RAW RECORDS:
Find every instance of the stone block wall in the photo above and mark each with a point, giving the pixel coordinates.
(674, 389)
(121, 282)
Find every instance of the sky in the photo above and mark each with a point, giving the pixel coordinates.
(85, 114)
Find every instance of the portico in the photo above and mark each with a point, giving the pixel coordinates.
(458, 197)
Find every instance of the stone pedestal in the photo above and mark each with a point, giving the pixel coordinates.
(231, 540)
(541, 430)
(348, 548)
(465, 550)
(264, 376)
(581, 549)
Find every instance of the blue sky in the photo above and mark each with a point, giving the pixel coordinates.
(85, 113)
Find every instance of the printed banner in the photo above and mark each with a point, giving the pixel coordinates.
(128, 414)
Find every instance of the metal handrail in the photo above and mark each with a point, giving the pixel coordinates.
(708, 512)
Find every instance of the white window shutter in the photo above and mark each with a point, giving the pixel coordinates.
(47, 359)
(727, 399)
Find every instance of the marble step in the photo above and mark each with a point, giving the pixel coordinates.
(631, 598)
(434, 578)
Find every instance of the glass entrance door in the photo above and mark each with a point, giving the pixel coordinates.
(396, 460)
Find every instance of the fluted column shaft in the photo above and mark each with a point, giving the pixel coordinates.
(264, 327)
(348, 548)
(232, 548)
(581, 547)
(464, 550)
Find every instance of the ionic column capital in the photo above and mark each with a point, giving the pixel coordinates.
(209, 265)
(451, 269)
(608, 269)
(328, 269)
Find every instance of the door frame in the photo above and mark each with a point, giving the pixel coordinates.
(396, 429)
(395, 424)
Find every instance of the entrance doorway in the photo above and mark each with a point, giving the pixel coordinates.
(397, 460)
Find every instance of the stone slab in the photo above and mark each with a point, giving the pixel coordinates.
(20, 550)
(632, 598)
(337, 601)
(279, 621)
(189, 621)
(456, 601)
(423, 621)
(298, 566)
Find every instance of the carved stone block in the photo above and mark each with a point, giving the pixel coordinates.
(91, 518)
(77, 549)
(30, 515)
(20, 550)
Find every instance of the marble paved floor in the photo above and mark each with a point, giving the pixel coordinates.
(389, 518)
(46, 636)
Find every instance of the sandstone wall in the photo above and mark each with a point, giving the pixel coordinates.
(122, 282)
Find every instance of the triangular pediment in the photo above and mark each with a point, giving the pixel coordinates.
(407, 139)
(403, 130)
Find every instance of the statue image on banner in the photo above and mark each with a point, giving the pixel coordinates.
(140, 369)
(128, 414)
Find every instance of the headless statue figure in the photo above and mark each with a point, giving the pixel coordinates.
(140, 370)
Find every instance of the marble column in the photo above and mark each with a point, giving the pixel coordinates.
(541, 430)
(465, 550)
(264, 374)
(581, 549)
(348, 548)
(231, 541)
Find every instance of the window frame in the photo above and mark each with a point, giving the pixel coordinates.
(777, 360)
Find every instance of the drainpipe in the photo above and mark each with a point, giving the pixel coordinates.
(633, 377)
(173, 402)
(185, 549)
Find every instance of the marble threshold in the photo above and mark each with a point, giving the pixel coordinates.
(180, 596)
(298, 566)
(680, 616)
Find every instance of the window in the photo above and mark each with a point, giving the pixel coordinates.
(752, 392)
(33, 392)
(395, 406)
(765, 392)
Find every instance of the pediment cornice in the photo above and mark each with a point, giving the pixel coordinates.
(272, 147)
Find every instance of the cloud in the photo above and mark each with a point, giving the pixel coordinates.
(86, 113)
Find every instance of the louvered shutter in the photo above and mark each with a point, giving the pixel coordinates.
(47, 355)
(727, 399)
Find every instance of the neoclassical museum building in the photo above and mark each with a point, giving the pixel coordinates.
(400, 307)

WHAT IS BEING ASKED:
Starting at the line containing "Find every instance of the marble column" and ending at the last line of the data, format those lines as a Markdown table with a Row column holding the row number and an Entry column holding the line, leaving out any blank lines.

SOLUTION FOR THIS EXERCISE:
| Row | Entry |
|---|---|
| 1 | Find every instance of the marble column in the photo above and mark each with a point, giving the pixel coordinates. |
| 2 | (541, 430) |
| 3 | (465, 550) |
| 4 | (264, 374) |
| 5 | (581, 549) |
| 6 | (348, 548) |
| 7 | (231, 541) |
| 8 | Find every instance of the window frame in the photo above and mark each with a point, giving the pixel coordinates. |
| 9 | (777, 360) |
| 10 | Find every instance of the drainpipe in the photo above and mark each with a point, giving the pixel coordinates. |
| 11 | (633, 377) |
| 12 | (173, 402) |
| 13 | (185, 549) |
| 14 | Find every instance of the marble threshold in the photo above and mark each with a point, giving the pixel coordinates. |
| 15 | (180, 596) |
| 16 | (298, 566) |
| 17 | (680, 616) |
| 18 | Find every instance of the window in the photo above and mark each with a point, giving the pixel coordinates. |
| 19 | (752, 392) |
| 20 | (33, 392) |
| 21 | (395, 406) |
| 22 | (765, 392) |
| 23 | Find every instance of the pediment cornice in the photo above and mark each with a point, giving the pixel coordinates. |
| 24 | (272, 147) |
| 25 | Find every instance of the cloud in the photo above and mark each with a point, giving the pixel coordinates. |
| 26 | (86, 113) |
| 27 | Find every instance of the louvered shutter in the photo above and mark each with a point, giving the pixel coordinates. |
| 28 | (47, 355) |
| 29 | (727, 399) |
| 30 | Find every instance of the neoclassical museum building in the photo above and mark each with a point, giving the pixel coordinates. |
| 31 | (400, 307) |